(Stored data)
┌────────

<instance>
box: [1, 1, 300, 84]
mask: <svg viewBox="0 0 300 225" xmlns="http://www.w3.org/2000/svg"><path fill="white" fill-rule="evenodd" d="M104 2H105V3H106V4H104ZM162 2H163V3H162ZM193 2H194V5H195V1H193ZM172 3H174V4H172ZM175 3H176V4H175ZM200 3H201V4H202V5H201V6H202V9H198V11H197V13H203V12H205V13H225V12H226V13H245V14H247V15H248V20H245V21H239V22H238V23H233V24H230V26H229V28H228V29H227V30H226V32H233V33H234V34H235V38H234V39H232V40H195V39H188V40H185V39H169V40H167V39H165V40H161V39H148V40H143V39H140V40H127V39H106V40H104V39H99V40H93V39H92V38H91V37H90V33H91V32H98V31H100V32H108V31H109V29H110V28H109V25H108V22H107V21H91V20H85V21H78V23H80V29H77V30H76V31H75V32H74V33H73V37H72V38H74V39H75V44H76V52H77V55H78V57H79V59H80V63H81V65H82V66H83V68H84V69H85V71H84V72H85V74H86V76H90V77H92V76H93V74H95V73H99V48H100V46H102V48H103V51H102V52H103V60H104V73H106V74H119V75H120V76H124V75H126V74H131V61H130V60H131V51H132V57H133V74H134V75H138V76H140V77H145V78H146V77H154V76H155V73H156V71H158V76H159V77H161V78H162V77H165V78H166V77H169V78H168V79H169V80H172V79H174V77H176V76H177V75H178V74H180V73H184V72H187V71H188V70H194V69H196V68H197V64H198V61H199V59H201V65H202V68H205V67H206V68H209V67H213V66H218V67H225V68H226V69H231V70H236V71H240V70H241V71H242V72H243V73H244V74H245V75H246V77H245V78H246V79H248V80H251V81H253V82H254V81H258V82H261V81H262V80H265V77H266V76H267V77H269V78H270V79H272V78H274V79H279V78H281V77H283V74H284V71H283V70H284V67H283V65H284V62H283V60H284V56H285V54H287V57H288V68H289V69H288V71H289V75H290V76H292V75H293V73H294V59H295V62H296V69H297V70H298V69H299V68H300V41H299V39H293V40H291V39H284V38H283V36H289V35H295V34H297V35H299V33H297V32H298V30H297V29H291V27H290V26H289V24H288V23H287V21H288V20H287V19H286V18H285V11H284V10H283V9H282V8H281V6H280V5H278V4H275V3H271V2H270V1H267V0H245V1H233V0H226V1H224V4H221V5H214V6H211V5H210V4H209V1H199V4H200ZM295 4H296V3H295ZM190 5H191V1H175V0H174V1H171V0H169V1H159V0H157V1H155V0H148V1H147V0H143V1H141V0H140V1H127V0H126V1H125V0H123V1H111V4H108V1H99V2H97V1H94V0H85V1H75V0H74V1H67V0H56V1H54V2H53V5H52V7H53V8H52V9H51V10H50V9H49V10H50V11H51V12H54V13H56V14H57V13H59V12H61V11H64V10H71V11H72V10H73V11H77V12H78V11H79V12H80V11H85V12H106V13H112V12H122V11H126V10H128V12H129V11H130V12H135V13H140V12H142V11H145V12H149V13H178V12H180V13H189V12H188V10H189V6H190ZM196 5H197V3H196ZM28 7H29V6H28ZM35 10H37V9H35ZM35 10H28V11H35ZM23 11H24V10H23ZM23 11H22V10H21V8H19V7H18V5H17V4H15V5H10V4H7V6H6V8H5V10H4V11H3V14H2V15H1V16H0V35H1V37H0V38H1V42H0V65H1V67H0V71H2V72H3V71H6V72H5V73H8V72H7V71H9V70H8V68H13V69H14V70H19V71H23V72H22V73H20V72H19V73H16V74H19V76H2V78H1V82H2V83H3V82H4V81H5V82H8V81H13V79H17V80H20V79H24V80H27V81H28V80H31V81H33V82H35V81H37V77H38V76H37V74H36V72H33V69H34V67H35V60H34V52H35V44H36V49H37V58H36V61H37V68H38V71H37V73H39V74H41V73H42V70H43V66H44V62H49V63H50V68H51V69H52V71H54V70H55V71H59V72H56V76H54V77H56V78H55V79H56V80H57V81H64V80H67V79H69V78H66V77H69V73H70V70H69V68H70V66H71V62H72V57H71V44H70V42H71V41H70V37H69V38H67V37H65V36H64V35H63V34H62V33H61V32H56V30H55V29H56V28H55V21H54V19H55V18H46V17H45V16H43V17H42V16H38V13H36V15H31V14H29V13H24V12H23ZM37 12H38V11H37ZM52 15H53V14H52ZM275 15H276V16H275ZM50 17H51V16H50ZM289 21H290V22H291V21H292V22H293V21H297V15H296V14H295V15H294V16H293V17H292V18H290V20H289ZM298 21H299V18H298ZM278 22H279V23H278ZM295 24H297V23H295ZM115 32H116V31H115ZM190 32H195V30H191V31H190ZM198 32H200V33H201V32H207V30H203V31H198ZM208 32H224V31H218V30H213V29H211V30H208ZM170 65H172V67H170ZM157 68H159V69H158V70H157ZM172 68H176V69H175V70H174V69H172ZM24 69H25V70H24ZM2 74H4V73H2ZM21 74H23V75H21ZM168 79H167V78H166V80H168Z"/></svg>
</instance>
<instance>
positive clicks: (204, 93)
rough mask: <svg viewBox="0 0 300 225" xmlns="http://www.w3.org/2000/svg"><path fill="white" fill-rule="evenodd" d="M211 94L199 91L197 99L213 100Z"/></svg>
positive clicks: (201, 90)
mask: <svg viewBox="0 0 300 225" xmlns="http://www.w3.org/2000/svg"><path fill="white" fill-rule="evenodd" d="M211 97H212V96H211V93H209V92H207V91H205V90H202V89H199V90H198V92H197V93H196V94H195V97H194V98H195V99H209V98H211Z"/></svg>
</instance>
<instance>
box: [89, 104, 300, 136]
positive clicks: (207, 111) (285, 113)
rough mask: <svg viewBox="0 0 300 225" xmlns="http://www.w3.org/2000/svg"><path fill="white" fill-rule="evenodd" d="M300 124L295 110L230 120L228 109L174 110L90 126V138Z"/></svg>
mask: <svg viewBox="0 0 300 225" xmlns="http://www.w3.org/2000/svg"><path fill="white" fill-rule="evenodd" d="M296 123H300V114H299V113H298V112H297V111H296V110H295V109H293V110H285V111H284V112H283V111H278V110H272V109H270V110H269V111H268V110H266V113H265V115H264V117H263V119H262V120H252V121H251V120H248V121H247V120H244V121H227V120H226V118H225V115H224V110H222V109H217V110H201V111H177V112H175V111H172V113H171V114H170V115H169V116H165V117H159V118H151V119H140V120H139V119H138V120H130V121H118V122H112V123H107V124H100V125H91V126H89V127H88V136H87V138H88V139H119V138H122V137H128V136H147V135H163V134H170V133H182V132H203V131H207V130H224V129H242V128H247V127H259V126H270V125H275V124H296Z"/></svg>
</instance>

└────────
┌────────

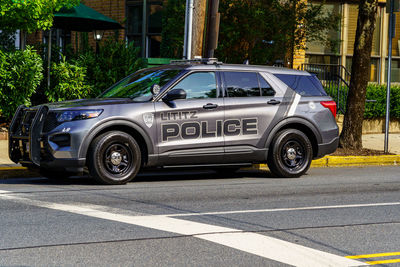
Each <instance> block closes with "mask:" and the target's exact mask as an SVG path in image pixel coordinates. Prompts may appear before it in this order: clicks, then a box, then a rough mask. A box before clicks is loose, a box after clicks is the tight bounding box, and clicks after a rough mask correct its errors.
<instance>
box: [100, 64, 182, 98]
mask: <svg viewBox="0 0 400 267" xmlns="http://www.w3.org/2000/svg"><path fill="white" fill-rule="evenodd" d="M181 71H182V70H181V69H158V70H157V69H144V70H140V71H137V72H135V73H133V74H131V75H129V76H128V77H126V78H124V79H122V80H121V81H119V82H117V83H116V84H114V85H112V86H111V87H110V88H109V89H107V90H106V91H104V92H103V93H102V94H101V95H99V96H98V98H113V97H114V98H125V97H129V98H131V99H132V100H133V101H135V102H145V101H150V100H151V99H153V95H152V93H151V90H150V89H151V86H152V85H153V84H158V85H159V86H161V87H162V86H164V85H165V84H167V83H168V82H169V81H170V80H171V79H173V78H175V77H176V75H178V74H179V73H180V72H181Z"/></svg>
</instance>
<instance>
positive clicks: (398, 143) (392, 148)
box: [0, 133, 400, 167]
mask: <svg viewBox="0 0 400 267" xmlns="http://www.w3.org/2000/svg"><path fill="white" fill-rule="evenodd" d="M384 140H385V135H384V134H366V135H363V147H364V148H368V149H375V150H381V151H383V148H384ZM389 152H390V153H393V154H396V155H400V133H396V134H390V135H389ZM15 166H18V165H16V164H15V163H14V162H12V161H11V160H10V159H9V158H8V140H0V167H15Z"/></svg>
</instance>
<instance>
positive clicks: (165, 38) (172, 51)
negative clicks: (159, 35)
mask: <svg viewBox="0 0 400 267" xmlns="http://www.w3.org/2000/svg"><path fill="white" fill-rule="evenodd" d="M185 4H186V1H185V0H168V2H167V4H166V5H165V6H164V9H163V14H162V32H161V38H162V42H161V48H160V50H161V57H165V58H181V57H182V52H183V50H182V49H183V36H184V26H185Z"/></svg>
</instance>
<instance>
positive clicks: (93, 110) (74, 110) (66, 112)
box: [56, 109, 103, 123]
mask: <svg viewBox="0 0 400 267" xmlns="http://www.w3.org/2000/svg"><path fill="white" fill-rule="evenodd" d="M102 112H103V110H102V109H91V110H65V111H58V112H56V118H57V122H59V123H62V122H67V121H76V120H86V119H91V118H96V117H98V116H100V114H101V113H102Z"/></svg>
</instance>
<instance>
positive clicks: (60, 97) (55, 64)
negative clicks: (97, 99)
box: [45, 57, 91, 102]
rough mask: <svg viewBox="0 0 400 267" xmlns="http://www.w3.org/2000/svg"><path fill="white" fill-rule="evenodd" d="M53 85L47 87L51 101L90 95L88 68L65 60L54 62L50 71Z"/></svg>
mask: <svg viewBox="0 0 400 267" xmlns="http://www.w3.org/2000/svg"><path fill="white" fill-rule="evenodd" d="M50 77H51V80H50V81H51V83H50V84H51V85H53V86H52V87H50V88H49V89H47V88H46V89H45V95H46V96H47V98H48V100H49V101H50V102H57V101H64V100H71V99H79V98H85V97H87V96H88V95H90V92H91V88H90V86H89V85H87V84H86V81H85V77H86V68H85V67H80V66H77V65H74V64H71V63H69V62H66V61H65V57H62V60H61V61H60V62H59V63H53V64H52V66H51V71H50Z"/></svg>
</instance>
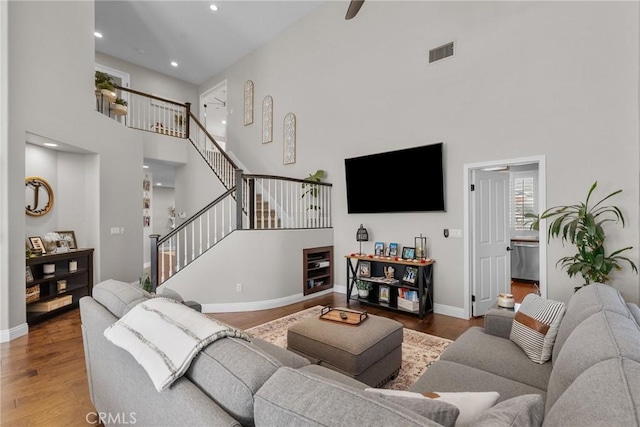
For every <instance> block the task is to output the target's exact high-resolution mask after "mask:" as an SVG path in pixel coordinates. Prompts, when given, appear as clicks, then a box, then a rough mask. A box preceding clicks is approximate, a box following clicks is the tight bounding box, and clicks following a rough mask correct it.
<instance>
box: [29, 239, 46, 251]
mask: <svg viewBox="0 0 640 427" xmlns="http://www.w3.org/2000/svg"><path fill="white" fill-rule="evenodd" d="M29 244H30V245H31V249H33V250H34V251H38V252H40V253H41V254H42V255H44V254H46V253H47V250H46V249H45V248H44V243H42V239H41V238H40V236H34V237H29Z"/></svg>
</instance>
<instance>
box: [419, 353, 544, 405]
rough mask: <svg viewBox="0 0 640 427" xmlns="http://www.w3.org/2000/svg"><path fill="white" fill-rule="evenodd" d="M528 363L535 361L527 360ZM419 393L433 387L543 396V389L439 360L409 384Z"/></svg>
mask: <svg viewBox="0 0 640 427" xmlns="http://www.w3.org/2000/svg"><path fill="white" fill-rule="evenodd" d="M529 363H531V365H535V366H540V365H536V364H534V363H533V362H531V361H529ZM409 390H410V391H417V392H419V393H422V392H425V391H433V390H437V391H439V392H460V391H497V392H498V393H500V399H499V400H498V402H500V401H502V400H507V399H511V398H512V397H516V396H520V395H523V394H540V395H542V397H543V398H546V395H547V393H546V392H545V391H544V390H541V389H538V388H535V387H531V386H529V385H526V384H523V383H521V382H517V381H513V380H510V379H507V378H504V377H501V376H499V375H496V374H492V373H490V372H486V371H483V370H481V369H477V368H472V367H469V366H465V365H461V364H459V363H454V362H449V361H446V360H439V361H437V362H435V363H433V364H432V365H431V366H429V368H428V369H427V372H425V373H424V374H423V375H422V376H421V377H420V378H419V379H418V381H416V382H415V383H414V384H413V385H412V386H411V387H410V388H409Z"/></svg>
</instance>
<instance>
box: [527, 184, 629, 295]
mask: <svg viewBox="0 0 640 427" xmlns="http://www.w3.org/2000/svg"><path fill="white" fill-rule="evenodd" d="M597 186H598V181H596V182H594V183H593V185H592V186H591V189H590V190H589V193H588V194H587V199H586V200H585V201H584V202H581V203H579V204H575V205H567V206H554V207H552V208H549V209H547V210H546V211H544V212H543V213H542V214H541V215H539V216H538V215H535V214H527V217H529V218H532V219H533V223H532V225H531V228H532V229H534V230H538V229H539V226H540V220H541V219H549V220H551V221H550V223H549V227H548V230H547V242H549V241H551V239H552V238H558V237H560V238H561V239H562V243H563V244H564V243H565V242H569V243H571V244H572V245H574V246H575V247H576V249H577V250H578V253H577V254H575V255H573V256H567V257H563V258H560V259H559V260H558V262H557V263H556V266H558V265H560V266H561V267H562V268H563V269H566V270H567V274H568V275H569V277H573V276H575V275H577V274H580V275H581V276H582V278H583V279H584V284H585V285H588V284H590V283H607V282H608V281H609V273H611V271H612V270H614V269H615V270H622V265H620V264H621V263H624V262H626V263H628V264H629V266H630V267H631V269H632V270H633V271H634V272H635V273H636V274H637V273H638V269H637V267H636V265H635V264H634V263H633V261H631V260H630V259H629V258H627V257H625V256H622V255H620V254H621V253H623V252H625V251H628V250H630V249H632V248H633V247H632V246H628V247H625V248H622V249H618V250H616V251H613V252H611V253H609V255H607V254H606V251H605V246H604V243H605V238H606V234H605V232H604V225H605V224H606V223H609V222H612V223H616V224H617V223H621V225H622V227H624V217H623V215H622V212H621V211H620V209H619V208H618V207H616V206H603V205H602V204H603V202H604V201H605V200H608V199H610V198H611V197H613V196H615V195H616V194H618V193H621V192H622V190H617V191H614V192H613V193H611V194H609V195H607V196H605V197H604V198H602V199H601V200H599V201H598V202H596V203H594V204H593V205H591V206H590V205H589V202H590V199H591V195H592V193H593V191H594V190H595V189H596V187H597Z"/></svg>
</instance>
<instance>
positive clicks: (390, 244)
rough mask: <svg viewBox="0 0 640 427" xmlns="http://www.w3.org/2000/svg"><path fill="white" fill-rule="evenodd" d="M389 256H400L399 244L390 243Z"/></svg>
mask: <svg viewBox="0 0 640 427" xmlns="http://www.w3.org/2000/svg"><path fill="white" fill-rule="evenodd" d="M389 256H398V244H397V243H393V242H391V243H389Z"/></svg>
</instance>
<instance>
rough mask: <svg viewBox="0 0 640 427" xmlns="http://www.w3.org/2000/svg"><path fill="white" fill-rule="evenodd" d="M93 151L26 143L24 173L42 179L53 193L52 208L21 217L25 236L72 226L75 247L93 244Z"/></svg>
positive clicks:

└────────

Aim of the task: Your answer must consist solely of the lines above between the line holding "box: [29, 239, 46, 251]" and the line holding "box: [419, 353, 544, 405]", inclusive, copied exactly.

Written reply:
box: [29, 239, 46, 251]
mask: <svg viewBox="0 0 640 427" xmlns="http://www.w3.org/2000/svg"><path fill="white" fill-rule="evenodd" d="M29 244H30V245H31V249H33V250H34V251H38V252H40V253H41V254H42V255H44V254H46V253H47V250H46V249H45V248H44V243H42V239H41V238H40V236H34V237H29Z"/></svg>
</instance>
<instance>
box: [419, 353, 544, 405]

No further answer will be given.